Next year, the federal death tax — otherwise known as the estate tax — will be phased out entirely. It will be gone. But it won’t stay gone.
This phase-out was part of tax cuts Congress passed in 2001. The death of death taxes should have been permanent. After all, meeting the Grim Reaper is tough enough as it is. As you’re about to expire, do you really want to ponder how 55 percent of what should go to your heirs will be confiscated as soon as your coffin goes into the ground? It’s enough to make you want to skip dying altogether.
Unless Congress acts, come 2012 the death tax will pop back into life, as ravenous as it ever was at a full 55 percent. What will happen as the previous year draws to a close? In a Newsweek column archly entitled “Death, Republican Style,” Jacob Weisberg notes that rich elderly people will have an incentive to die by December 31, 2011. Their kids will have an incentive to “turn off respirators in time for the deadline.” Though morbid and sorta sordid, he has a point.

Data supplied →
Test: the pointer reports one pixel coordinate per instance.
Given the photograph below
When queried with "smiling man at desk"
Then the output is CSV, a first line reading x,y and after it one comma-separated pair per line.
* * *
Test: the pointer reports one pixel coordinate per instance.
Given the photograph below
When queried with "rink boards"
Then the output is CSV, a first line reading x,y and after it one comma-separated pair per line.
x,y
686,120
...
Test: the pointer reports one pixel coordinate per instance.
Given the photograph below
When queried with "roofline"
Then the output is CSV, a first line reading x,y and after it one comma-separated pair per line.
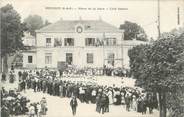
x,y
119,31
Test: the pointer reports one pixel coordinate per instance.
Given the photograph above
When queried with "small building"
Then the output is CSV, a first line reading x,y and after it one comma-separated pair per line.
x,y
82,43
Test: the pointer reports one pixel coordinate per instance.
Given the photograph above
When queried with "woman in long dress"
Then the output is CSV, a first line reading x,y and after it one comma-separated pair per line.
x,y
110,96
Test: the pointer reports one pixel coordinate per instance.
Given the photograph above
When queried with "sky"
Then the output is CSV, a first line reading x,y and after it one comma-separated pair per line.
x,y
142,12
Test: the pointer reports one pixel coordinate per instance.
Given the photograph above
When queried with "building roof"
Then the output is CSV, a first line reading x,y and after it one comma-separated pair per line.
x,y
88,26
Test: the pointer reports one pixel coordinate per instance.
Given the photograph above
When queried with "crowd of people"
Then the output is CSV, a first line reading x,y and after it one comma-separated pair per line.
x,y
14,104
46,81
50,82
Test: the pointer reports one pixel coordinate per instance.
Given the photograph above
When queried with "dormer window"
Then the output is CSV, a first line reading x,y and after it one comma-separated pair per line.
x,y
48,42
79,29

Problem set →
A. Translate this sentence from the piece on the estate tax into Spanish: "This phase-out was part of tax cuts Congress passed in 2001."
B. According to the piece on the estate tax, what rate will the death tax return at in 2012 unless Congress acts?
C. Write the next few sentences of the piece on the estate tax, picking up right after its last sentence.
The rows above are not needed for anything here.

Answers →
A. Esta eliminación gradual formó parte de los recortes de impuestos que el Congreso aprobó en 2001.

B. A full 55 percent.

C.
So what’s the solution? I mean, aside from vilifying the GOP for the political compromise leading to this end game? Weisberg is mute. But if his concern for the elderly is genuine, he could start by urging Congress’s Democratic majority to kill the death tax for good. Then we’d all want to live!
This is Common Sense. I’m Paul Jacob.
4 replies on “Re-Kill the Death Tax”
Hmmm, no wonder the ‘health’ bill wouldn’t go into effect until 2013. Keep the seniors alive UNTIL the death tax comes back, so the government gets to collect all that money.
You just KNOW that some dems have already thought of that.
I tend to agree with jo ann.
And, the “health bill” has the part where (elderly) are supposed to meet (I forgot the exact wording) — re qulaity of life, etc., and consider dying.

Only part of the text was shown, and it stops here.